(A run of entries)
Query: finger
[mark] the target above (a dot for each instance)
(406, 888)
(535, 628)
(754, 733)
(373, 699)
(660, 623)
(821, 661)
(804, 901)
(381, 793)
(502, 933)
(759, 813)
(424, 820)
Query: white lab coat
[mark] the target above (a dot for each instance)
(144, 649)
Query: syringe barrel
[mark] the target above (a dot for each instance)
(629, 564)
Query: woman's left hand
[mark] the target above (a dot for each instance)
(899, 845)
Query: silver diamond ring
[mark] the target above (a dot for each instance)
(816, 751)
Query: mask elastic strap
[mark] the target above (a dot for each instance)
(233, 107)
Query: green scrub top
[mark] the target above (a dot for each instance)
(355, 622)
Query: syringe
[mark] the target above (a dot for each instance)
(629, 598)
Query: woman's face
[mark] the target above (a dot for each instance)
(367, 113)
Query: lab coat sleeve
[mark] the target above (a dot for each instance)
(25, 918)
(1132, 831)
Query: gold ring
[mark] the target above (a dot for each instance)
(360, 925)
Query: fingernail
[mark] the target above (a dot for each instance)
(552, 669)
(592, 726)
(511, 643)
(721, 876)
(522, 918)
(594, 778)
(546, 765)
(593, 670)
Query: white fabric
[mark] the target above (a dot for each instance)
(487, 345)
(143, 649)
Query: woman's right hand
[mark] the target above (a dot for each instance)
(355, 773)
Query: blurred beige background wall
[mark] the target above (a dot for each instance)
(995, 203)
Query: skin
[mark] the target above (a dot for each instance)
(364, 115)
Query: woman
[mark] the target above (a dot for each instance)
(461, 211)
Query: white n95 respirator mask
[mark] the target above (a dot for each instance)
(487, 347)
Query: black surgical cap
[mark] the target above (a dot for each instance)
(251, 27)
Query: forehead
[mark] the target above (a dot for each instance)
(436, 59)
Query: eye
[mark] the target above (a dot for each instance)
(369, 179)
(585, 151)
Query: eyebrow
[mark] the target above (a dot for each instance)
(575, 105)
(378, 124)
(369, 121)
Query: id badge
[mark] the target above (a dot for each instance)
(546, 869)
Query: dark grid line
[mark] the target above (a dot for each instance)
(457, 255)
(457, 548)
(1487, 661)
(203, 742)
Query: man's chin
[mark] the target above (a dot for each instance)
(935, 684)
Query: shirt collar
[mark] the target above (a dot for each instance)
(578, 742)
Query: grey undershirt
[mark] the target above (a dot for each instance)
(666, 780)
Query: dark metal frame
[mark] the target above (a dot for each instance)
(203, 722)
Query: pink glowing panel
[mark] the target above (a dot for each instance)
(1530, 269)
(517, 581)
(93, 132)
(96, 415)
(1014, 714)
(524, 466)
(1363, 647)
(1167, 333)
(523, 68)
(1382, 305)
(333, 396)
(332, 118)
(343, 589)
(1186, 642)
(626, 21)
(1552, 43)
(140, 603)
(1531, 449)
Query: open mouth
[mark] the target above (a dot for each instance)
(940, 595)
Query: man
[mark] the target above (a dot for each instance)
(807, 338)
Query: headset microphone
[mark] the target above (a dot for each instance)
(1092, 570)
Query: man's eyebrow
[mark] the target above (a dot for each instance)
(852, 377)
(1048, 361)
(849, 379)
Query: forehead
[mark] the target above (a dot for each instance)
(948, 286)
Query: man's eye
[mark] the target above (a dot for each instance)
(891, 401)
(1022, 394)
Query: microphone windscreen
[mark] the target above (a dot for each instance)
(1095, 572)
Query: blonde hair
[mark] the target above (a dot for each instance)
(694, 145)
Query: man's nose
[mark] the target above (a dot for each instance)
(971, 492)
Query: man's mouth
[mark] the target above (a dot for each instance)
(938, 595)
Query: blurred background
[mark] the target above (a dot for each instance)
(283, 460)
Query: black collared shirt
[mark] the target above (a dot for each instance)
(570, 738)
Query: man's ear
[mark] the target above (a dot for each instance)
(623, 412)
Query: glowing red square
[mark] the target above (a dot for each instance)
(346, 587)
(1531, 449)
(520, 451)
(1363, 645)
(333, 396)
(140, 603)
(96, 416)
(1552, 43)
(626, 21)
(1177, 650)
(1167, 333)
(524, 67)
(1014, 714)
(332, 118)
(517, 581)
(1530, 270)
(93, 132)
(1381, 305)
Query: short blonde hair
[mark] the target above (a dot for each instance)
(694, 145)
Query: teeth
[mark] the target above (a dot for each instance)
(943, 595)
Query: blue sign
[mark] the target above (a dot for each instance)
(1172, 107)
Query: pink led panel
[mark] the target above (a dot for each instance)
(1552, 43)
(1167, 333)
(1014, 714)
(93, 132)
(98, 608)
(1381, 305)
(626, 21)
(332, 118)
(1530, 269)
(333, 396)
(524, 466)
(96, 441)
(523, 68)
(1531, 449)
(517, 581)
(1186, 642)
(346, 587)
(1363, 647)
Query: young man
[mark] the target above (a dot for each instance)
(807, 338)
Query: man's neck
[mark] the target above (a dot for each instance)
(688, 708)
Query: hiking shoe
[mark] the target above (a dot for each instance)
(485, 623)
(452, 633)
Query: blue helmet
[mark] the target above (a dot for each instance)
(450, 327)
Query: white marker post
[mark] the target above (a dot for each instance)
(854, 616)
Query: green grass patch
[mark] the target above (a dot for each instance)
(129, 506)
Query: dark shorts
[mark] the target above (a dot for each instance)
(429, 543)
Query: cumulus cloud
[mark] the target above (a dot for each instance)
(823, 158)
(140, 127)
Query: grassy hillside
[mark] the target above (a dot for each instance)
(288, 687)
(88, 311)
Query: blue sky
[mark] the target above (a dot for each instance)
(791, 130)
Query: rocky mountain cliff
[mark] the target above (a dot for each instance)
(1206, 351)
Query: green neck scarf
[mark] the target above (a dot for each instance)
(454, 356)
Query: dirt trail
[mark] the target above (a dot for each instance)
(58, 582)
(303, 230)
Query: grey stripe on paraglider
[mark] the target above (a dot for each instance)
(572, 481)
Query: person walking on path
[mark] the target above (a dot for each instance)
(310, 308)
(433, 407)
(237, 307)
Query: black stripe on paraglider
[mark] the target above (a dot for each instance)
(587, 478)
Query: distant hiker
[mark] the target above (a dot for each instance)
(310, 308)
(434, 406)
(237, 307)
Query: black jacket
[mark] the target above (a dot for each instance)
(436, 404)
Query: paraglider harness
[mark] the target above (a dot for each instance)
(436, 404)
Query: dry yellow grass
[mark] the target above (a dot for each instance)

• [Given exercise]:
Rewrite all of the entries above, putting "one dot per instance" wherever "a dot for each instance" appears and keeping everything else the same.

• [Completed exercise]:
Query: finger
[mark] the target above (one dot per instance)
(406, 888)
(535, 628)
(754, 733)
(373, 699)
(660, 623)
(821, 661)
(804, 901)
(381, 793)
(502, 933)
(759, 813)
(424, 820)
Query: white lab coat
[mark] the target above (one dot per instance)
(144, 649)
Query: syringe barrel
[mark] the target above (one dot per instance)
(629, 564)
Query: woman's left hand
[mark] the target above (one dot per instance)
(899, 845)
Query: silver diamond ring
[mark] the target above (one dot per instance)
(816, 751)
Query: mask elastic strap
[mark] the target above (one dot per instance)
(233, 107)
Query: green scrub top
[mark] the target above (one dot per instance)
(355, 622)
Query: syringe
[mark] the target above (one dot per instance)
(629, 598)
Query: woman's face
[mark] the target above (one dot per instance)
(367, 113)
Query: lab coat sleeve
[mark] the target above (one dot per instance)
(25, 918)
(1132, 831)
Query: gold ring
[mark] the target above (one dot per instance)
(360, 925)
Query: fingernail
[mark] the target above (one dot per instance)
(552, 669)
(592, 726)
(511, 643)
(721, 876)
(522, 918)
(594, 778)
(546, 765)
(593, 670)
Query: white fabric
[mark] the target above (one dot per instance)
(487, 345)
(143, 649)
Query: woman's right hand
[mark] the target above (one dot per instance)
(355, 773)
Query: blurred beige background wall
[mark] the target above (one dot per instance)
(995, 203)
Query: skin
[mark] the target above (one dot per instance)
(364, 115)
Query: woman
[mark] the target above (one dot per instance)
(461, 211)
Query: white n95 respirator mask
[mark] the target above (one dot per instance)
(487, 347)
Query: black surgical cap
[mark] the target above (one dot per instance)
(251, 27)
Query: forehead
[mark] the target above (one dot per instance)
(436, 59)
Query: eye
[mark] the target above (one dot per instance)
(369, 179)
(585, 151)
Query: eyebrow
[mark] the target above (one dot per instance)
(575, 105)
(378, 124)
(369, 121)
Query: id badge
[mark] the target above (one dot per instance)
(546, 869)
Query: dark grid line
[mark] the target above (one dot per instance)
(457, 255)
(457, 548)
(1487, 661)
(203, 742)
Query: man's chin
[mark] the target above (one dot per instance)
(935, 684)
Query: shirt collar
[mark] the target above (one dot per instance)
(578, 742)
Query: grey undershirt
[mark] the target above (one dot per instance)
(666, 780)
Query: dark metal frame
[mark] the target above (one dot per instance)
(203, 722)
Query: pink glowing panel
[mark] the target above (one dot per instance)
(1530, 269)
(517, 581)
(93, 132)
(96, 415)
(1014, 714)
(524, 466)
(1363, 647)
(1167, 333)
(523, 68)
(1382, 305)
(333, 396)
(332, 118)
(343, 589)
(1186, 642)
(626, 21)
(1552, 43)
(140, 603)
(1531, 449)
Query: open mouth
[mark] the target above (one dot per instance)
(940, 595)
Query: man
[mark] the target above (one dot per instance)
(807, 338)
Query: headset microphone
[mark] the target above (one dot per instance)
(1092, 570)
Query: man's eyebrow
[mark] the target above (one dot per instance)
(852, 377)
(1048, 361)
(849, 379)
Query: forehead
[mark] the target above (one dot per instance)
(948, 286)
Query: man's eye
[mark] the target above (one dot per instance)
(891, 401)
(1022, 394)
Query: microphone windscreen
[mark] the target above (one dot per instance)
(1095, 572)
Query: blonde hair
[mark] the target above (one dot per instance)
(694, 145)
Query: man's nose
[mark] the target above (one dot per instance)
(971, 492)
Query: man's mouth
[mark] the target above (one dot per instance)
(938, 595)
Query: blurred background
[mark] the target above (one dot per instance)
(283, 460)
Query: black collared shirt
[mark] the target above (one dot per instance)
(570, 738)
Query: man's ear
[mark] the target above (one dot per instance)
(623, 412)
Query: glowing red square
[mark] the target above (one dot per instance)
(346, 587)
(1531, 449)
(520, 451)
(1363, 645)
(333, 396)
(140, 603)
(96, 416)
(1552, 43)
(626, 21)
(1177, 650)
(1167, 333)
(524, 67)
(1014, 714)
(332, 118)
(517, 581)
(1530, 270)
(93, 132)
(1381, 305)
Query: short blonde hair
[mark] the target above (one dot per instance)
(694, 145)
Query: teeth
[mark] the target above (one dot per instance)
(943, 595)
Query: blue sign
[mark] the target above (one dot per instance)
(1172, 107)
Query: pink led panel
[mark] the target above (one dot per instance)
(1552, 43)
(1167, 333)
(1014, 714)
(93, 132)
(98, 608)
(1381, 305)
(626, 21)
(332, 118)
(1530, 269)
(333, 396)
(524, 466)
(96, 441)
(523, 68)
(1531, 449)
(517, 581)
(1186, 642)
(346, 587)
(1363, 647)
Query: young man
[mark] the target above (one dot per instance)
(807, 338)
Query: man's neck
[mark] the target above (one dot per instance)
(688, 708)
Query: hiking shoe
[mark] the target above (one dot per instance)
(485, 623)
(452, 633)
Query: blue helmet
[mark] the target above (one dot per instance)
(450, 327)
Query: white marker post
[mark] the target above (one dot per instance)
(854, 616)
Query: green grass patch
[mark] the target above (one dot per instance)
(129, 506)
Query: dark shorts
[mark] the target above (one dot per instance)
(429, 543)
Query: cumulus cloud
[mark] the target above (one dot per instance)
(823, 158)
(140, 127)
Query: grassy hillside
[mark] the target above (one dot per instance)
(288, 687)
(88, 311)
Query: blue sky
[mark] the target above (one dot per instance)
(791, 130)
Query: rocky mountain cliff
[mark] the target above (one dot per instance)
(1206, 351)
Query: green neck scarf
[mark] the target above (one dot per instance)
(454, 356)
Query: dirt trail
[mark] the target above (one dot per instance)
(58, 582)
(303, 230)
Query: grey stripe on paraglider
[mark] the target above (one dot per instance)
(572, 481)
Query: person walking on path
[mark] the target above (one dot per instance)
(310, 308)
(433, 407)
(237, 307)
Query: black stripe on paraglider
[mark] the target above (one dot per instance)
(587, 478)
Query: distant hiker
[mark] the target above (one dot per instance)
(310, 308)
(434, 406)
(237, 307)
Query: black jacket
[mark] the target above (one dot per instance)
(436, 404)
Query: paraglider harness
[mark] the target above (one dot per instance)
(436, 404)
Query: dry yellow grass
[mark] the target above (one dot per instance)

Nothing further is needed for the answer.